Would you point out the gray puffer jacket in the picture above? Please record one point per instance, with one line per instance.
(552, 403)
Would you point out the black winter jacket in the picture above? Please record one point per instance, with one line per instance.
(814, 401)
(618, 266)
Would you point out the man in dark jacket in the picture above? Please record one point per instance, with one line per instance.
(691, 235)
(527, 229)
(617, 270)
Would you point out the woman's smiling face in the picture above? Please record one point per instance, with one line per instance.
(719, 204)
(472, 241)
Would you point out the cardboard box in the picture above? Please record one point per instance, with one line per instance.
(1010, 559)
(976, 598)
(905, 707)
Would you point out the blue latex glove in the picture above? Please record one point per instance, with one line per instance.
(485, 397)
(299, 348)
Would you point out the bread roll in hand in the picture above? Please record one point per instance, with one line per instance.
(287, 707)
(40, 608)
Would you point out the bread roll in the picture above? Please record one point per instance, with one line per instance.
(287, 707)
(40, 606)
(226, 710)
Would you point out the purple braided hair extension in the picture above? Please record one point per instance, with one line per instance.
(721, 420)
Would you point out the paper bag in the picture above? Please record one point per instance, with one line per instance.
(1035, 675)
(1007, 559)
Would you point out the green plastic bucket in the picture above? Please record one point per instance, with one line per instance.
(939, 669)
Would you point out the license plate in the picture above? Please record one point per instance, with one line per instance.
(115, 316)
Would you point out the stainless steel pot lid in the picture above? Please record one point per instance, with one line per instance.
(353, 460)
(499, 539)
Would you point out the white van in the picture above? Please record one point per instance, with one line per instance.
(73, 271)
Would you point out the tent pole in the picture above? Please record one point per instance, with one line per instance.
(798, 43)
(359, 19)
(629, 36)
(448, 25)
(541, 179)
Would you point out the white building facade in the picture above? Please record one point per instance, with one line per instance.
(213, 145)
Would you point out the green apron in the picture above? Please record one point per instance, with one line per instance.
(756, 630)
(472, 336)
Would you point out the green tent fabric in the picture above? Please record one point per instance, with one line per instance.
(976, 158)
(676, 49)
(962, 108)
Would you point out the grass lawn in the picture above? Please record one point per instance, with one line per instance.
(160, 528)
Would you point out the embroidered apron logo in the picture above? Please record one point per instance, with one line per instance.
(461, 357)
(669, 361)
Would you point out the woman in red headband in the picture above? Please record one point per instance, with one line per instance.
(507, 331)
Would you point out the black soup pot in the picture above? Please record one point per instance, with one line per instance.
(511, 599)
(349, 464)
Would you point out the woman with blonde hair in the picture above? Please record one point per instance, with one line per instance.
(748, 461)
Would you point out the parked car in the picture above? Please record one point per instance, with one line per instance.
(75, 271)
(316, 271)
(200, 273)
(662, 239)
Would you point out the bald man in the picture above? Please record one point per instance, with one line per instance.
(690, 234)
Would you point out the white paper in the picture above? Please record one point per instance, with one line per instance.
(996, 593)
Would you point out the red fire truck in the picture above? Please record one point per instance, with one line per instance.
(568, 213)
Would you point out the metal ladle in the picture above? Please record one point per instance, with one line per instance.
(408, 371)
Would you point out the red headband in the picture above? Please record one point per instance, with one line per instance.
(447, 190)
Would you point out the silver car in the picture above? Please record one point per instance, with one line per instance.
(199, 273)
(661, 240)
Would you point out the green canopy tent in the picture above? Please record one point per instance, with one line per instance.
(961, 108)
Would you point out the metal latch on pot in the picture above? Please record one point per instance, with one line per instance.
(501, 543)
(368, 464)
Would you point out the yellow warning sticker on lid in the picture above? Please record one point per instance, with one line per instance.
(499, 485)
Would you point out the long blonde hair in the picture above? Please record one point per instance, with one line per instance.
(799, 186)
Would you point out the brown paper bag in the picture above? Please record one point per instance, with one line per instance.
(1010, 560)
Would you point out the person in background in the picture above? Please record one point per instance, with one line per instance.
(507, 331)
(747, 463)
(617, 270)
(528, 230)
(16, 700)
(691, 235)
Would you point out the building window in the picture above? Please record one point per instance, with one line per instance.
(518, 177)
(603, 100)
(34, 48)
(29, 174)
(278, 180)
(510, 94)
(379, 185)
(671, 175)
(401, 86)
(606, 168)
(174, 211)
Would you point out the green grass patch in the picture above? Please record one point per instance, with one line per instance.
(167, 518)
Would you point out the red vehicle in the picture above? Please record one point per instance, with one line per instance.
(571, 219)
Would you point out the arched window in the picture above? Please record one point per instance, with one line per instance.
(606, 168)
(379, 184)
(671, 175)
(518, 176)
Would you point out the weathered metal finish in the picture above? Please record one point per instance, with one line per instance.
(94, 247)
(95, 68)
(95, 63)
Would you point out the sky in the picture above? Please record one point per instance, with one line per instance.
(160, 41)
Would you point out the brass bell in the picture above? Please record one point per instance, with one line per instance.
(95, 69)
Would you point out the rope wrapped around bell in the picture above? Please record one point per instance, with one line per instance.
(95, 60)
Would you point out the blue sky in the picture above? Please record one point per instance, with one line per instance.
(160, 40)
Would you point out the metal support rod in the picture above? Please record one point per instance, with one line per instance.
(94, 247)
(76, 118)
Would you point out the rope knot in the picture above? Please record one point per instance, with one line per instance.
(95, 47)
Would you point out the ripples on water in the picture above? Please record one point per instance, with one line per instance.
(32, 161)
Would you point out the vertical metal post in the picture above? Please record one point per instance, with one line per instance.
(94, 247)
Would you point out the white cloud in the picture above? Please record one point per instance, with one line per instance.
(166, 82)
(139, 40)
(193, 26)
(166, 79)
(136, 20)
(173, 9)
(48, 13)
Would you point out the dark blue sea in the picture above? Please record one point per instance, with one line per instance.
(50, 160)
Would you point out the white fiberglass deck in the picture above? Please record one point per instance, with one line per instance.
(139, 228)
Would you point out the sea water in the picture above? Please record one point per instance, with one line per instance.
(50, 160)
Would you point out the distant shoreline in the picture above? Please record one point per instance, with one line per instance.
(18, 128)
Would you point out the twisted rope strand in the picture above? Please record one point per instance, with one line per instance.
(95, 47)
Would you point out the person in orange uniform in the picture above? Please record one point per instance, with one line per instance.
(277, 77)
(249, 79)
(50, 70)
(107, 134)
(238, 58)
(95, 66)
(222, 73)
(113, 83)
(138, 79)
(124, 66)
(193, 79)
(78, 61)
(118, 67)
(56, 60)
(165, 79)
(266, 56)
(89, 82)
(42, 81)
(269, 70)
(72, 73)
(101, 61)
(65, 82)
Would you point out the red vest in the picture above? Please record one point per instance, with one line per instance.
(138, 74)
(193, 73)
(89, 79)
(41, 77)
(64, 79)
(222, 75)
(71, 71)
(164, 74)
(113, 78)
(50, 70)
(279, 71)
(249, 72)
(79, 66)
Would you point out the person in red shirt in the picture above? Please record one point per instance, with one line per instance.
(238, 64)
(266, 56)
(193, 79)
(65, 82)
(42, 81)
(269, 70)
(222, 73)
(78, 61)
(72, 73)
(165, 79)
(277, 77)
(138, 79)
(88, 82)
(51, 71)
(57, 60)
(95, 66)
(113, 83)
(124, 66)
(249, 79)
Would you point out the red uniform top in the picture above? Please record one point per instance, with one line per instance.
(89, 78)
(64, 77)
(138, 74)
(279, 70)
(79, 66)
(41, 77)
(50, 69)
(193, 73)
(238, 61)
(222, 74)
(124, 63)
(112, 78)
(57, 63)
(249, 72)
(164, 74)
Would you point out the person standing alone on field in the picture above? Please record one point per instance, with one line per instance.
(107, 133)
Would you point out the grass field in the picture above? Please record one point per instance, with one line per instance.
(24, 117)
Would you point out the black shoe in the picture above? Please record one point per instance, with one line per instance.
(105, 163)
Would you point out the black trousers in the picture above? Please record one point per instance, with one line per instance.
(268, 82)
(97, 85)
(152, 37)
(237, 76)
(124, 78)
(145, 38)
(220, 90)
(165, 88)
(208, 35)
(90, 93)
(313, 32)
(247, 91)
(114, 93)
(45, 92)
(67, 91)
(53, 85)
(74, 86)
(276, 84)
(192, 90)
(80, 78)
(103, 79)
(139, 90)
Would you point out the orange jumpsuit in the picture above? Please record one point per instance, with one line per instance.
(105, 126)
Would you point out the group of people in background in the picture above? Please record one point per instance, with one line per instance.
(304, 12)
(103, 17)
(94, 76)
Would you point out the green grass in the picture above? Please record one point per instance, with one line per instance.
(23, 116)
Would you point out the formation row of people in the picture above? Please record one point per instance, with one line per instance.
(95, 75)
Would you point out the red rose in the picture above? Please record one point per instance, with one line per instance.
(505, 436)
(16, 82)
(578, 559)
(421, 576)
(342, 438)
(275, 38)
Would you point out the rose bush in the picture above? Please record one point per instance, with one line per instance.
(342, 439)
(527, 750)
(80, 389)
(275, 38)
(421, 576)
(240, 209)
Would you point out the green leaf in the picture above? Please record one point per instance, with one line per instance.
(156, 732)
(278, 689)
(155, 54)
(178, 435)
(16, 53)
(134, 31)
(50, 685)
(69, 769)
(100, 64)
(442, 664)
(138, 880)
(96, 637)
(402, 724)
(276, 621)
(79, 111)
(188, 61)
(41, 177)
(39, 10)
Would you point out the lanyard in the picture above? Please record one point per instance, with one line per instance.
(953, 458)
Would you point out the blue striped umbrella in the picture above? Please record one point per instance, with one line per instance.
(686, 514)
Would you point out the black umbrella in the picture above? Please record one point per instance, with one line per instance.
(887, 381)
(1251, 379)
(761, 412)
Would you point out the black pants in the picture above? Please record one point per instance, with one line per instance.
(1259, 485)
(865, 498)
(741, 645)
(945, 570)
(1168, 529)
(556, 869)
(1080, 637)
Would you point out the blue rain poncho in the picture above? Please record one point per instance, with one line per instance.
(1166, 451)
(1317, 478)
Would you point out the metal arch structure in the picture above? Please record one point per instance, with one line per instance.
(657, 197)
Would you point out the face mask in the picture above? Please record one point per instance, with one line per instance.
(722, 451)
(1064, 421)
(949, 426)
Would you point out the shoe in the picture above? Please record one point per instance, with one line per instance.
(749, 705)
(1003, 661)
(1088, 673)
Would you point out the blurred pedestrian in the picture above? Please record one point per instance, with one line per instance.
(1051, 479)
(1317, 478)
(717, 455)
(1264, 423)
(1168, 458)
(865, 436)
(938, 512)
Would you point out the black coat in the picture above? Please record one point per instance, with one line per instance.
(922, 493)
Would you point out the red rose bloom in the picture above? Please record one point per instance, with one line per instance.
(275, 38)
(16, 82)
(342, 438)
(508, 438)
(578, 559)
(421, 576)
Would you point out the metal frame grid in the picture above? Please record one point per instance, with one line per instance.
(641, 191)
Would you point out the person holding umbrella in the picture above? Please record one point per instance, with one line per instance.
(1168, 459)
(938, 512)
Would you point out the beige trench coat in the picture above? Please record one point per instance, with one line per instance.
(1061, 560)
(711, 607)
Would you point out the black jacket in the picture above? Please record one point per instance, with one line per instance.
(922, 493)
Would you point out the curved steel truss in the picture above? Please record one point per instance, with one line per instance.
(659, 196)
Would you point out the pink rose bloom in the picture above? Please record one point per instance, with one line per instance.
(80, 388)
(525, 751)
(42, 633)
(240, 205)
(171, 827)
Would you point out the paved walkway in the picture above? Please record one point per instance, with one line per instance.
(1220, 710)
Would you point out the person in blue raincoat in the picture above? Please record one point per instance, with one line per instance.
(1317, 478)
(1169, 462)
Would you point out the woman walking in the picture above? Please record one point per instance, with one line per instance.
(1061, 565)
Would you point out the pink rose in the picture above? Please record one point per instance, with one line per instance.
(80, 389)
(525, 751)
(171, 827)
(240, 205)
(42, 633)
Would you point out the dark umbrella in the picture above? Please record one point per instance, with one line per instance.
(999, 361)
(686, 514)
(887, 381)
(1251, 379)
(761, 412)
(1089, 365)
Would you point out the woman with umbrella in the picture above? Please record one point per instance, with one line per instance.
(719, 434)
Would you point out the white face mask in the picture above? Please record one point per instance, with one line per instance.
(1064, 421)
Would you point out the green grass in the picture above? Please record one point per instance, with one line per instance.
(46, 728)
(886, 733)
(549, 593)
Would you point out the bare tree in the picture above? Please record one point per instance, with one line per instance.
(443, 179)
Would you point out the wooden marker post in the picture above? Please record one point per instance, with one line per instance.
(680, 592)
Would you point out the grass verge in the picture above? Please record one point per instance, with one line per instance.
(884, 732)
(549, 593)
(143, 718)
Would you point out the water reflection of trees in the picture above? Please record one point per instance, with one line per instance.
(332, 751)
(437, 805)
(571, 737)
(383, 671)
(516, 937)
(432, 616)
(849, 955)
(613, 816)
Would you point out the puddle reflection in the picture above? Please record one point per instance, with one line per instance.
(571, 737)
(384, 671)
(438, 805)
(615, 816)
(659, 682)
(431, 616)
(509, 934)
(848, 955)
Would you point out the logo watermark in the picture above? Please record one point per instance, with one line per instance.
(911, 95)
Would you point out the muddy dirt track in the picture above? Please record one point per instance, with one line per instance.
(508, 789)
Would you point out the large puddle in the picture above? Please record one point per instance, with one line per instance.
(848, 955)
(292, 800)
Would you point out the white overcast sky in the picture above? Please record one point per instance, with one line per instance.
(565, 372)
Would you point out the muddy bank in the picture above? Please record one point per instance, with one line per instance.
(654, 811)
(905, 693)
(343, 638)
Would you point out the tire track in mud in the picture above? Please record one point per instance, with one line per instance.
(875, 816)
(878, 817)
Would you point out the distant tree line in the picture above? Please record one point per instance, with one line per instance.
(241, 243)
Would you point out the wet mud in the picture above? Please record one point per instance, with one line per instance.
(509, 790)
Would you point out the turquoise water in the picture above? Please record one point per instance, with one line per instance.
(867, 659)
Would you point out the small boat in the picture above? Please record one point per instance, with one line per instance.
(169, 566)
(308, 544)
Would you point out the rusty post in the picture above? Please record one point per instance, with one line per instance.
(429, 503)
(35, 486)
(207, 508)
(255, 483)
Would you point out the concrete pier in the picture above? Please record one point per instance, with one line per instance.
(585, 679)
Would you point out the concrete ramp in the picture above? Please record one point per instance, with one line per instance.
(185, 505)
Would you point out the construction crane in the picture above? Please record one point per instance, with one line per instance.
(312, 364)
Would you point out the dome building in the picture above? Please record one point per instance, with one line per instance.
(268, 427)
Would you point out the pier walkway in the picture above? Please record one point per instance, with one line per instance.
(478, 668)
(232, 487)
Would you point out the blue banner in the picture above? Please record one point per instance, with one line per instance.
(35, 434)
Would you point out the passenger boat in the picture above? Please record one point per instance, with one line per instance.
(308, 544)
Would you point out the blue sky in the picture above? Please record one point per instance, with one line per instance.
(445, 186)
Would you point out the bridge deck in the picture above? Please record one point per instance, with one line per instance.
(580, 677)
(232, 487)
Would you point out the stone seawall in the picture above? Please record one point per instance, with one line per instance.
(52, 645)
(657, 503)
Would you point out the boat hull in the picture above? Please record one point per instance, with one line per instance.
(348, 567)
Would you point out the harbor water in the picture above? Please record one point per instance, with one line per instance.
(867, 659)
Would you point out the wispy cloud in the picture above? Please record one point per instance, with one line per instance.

-*-*-

→ Directions: Set down, word for word, every line from the line that holds "Would you point out the dome" to the end of the entries above, including both ends.

→ Completed task:
Would you point out the dome building in the picture above? Please record one point per instance, with one line per instance.
(268, 427)
Would you point out the pier walkway in the picture above? Please record one point per instance, with one line per instance.
(478, 668)
(232, 487)
Would you point out the blue banner in the picture above? Please record one point per instance, with one line per instance.
(35, 434)
Would you point out the passenger boat in the picture above? Please record one point per instance, with one line per instance.
(308, 544)
Would you point out the blue sky in the picture above? Please record one point per instance, with one line per instance.
(445, 186)
Would you point out the bridge deck in the picture above? Please record one point per instance, with one line per instance.
(580, 677)
(232, 487)
Would you point out the stone seawall in the picture above? Please record one point per instance, with one line per instance.
(52, 645)
(657, 503)
Would you point out the boat hull in the picture above? Please record one point per instance, with one line per instance.
(348, 567)
Would you point out the harbor water in the picture above? Please record one point per instance, with one line per instance.
(867, 659)
Would you point out the wispy cloud in the picture above? Please record one point per instance, with one line per instance.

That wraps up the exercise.